→ Exercise objective
Write out the rows below as a JSON list of strings, one string per line, leaving out any blank lines.

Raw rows
◇ ◇ ◇

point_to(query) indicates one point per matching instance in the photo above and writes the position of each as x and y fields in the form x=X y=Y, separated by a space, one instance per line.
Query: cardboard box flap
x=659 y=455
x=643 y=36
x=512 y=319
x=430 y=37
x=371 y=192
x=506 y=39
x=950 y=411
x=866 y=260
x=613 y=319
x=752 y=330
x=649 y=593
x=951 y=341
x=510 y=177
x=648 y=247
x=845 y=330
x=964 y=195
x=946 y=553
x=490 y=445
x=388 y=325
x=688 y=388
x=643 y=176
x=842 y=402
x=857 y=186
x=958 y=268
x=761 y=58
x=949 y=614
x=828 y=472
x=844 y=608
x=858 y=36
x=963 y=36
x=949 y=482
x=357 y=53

◇ ◇ ◇

→ Output for this task
[
  "point_to(query) indicates one point per matching instance in the photo above and writes the position of each as x and y fields in the form x=X y=Y, separated by a space, one instance per line.",
  "Query: cardboard box flap",
  "x=659 y=455",
  "x=643 y=36",
  "x=512 y=319",
  "x=430 y=37",
  "x=371 y=192",
  "x=506 y=39",
  "x=950 y=411",
  "x=866 y=260",
  "x=613 y=319",
  "x=752 y=330",
  "x=649 y=593",
  "x=951 y=341",
  "x=510 y=177",
  "x=648 y=247",
  "x=845 y=330",
  "x=964 y=195",
  "x=946 y=553",
  "x=490 y=445",
  "x=388 y=325",
  "x=688 y=388",
  "x=643 y=176",
  "x=842 y=402",
  "x=857 y=186",
  "x=958 y=268",
  "x=761 y=58",
  "x=949 y=614",
  "x=828 y=472",
  "x=844 y=608",
  "x=858 y=36",
  "x=963 y=36",
  "x=949 y=482",
  "x=357 y=53"
]